===== RAW RECORDS =====
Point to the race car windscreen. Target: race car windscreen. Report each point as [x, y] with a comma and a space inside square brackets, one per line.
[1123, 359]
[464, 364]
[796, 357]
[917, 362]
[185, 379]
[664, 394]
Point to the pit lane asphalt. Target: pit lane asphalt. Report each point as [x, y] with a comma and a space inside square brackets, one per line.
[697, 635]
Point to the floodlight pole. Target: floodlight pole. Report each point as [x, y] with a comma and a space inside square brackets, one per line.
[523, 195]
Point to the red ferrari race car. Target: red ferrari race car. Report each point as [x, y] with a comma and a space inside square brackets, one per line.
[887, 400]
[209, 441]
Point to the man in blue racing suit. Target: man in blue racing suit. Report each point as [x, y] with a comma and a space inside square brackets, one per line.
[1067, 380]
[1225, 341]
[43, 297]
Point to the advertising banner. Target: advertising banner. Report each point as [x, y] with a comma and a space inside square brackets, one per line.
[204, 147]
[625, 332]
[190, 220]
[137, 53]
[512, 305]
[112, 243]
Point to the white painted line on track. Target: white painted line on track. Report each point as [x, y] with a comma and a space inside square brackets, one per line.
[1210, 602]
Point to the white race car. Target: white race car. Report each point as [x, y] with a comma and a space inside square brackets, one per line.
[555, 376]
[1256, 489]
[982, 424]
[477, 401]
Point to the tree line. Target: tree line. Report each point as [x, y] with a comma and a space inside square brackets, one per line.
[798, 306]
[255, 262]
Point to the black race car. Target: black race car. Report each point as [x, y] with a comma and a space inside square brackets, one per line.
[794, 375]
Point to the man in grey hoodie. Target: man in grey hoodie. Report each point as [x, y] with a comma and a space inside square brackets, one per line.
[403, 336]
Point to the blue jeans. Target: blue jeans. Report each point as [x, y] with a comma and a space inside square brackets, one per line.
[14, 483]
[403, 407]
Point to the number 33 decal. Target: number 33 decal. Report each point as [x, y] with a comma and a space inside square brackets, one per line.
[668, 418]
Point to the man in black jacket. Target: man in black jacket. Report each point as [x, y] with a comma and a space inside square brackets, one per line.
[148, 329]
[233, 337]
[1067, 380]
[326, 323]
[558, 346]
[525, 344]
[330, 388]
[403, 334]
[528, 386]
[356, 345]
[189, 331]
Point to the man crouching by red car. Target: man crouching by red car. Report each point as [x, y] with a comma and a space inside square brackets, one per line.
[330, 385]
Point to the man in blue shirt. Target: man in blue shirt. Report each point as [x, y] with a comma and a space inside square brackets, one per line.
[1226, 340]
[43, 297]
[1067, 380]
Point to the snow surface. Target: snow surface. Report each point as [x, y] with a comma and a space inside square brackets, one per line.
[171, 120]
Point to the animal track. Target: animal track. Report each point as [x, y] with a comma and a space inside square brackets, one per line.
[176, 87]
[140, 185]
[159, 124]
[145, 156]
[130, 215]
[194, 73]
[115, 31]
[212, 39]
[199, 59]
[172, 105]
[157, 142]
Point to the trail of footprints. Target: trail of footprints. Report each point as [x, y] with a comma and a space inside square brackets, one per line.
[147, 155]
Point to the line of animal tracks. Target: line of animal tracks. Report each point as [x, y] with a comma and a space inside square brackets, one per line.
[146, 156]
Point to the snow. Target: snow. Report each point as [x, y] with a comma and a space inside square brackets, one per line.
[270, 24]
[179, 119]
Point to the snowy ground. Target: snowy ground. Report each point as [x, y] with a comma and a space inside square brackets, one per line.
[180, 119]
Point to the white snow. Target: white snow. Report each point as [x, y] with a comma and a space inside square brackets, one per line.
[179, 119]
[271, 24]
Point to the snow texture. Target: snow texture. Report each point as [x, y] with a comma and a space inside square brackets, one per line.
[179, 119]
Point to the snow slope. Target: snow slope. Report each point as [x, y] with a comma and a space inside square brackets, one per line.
=====
**EXERCISE DETAILS:** Reproduce every record above exactly as it appears.

**RESPONSE:**
Point to the race car windscreen. Target: race car windscreen. Report each point as [x, y] with a comma and a space inside square brackets, one per line.
[1123, 359]
[464, 364]
[796, 357]
[917, 362]
[185, 379]
[664, 394]
Point to the pit lane asphalt. Target: pit lane asphalt. Report each point as [x, y] with a comma and a space inside square brackets, one per line.
[697, 635]
Point to the floodlight pole. Target: floodlight pole. Report each point as [x, y] with a comma and a space inside square brackets, one per line.
[523, 195]
Point to the red ferrari race car. Target: red ferrari race car. Report each point as [x, y] with a comma and a space inside square brackets, one per line.
[887, 400]
[209, 441]
Point to the man in blue racing suit. Target: man in blue racing suit. Report each point as [x, y] with a comma and a space inside square brackets, one per line.
[1067, 380]
[1225, 341]
[43, 297]
Point to the advertising banner. Target: advertising banner. Report each point as [x, y] with a comma and a space inside square brackets, one per line.
[204, 147]
[625, 332]
[190, 220]
[137, 53]
[512, 305]
[112, 243]
Point to the white painted line on track. Target: white painted line on track. Report each point as [x, y] with a comma and a space inside square brackets, one per line.
[1210, 602]
Point to the white race car. Target: white race car. Report each point as [x, y] with a comma and a space inside square brackets, one per line.
[555, 376]
[1256, 489]
[982, 424]
[477, 401]
Point to the tree line. Target: tree line. Report each point as [x, y] with a comma and a space inside square brackets, one per line.
[798, 306]
[255, 262]
Point to the black race car. Target: black race car. Report each point as [x, y] with a comma and a space inside square brackets, one per line.
[794, 375]
Point to the man in grey hoodie. Target: man in grey hoodie. Report each point as [x, y] with a comma and a space inside square brackets, one per line.
[403, 336]
Point to the blue jeans. Target: blue jeans. Report each point as [x, y] with a comma and a space inside square brackets, one per line.
[14, 483]
[403, 407]
Point to the number 33 decal. Target: number 33 decal. Report each point as [x, y] with a comma and a space inside square brackets, one per line.
[668, 418]
Point to the man in black jacket. Target: man in black jacket. Report each point as [x, y] with a comma and a space inside square brackets, one per line.
[148, 329]
[233, 337]
[1067, 380]
[326, 323]
[558, 346]
[525, 344]
[330, 388]
[403, 334]
[528, 386]
[356, 345]
[189, 331]
Point to the man crouching by red car. Target: man crouching by red car. Report each point as [x, y] with a comma and a space inside square brackets, one per line.
[330, 385]
Point to the man in blue shirt. Target: man in blue shirt. Report each point as [x, y] with a comma and a space inside square brackets, one per line.
[1226, 340]
[43, 297]
[1067, 380]
Point to the snow surface. Target: snow surface. Report each point as [x, y] with a comma and a space inside square brackets, one per line.
[171, 120]
Point to the animal track. Target: animal track. Report each point as [x, y] with a comma and a space inside square brackets, one per line.
[176, 87]
[140, 185]
[159, 124]
[145, 156]
[130, 215]
[194, 73]
[115, 31]
[212, 39]
[199, 59]
[172, 105]
[157, 142]
Point to the trail of footprints. Target: trail of footprints. Report each point as [x, y] with a comma and a space inside square brackets, one per line.
[147, 155]
Point to the line of animal tracks. Target: line of animal tracks. Report each point as [x, y] with a comma and a space inside square brackets, one per line.
[146, 156]
Point to the snow. Target: snow. Report each point as [x, y] with a comma and a space inside square brackets, one per line.
[270, 24]
[179, 119]
Point to the snowy ground. Target: snowy ground. Report each point as [x, y] with a comma and a space inside square brackets, one per line.
[180, 119]
Point to the white snow. Target: white snow. Report each point as [x, y] with a comma and a space inside square brackets, one per line.
[179, 119]
[271, 24]
Point to the snow texture. Target: snow texture. Report each point as [x, y] with a comma and a space inside square brackets, one per line.
[179, 119]
Point to the snow slope. Target: snow slope. Report each point as [x, y] with a comma and a space inside square brackets, one per line.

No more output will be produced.